* WORK INSTRUCTIONS
For every line in the entries that contains "nose", show the whole line.

────────

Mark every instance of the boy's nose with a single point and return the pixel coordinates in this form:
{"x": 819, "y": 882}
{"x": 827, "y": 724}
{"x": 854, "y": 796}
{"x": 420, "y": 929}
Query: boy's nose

────────

* ANSWER FOR THIS EXERCISE
Mark every instance of the boy's nose with a single point and return the pixel coordinates in this form:
Query: boy's nose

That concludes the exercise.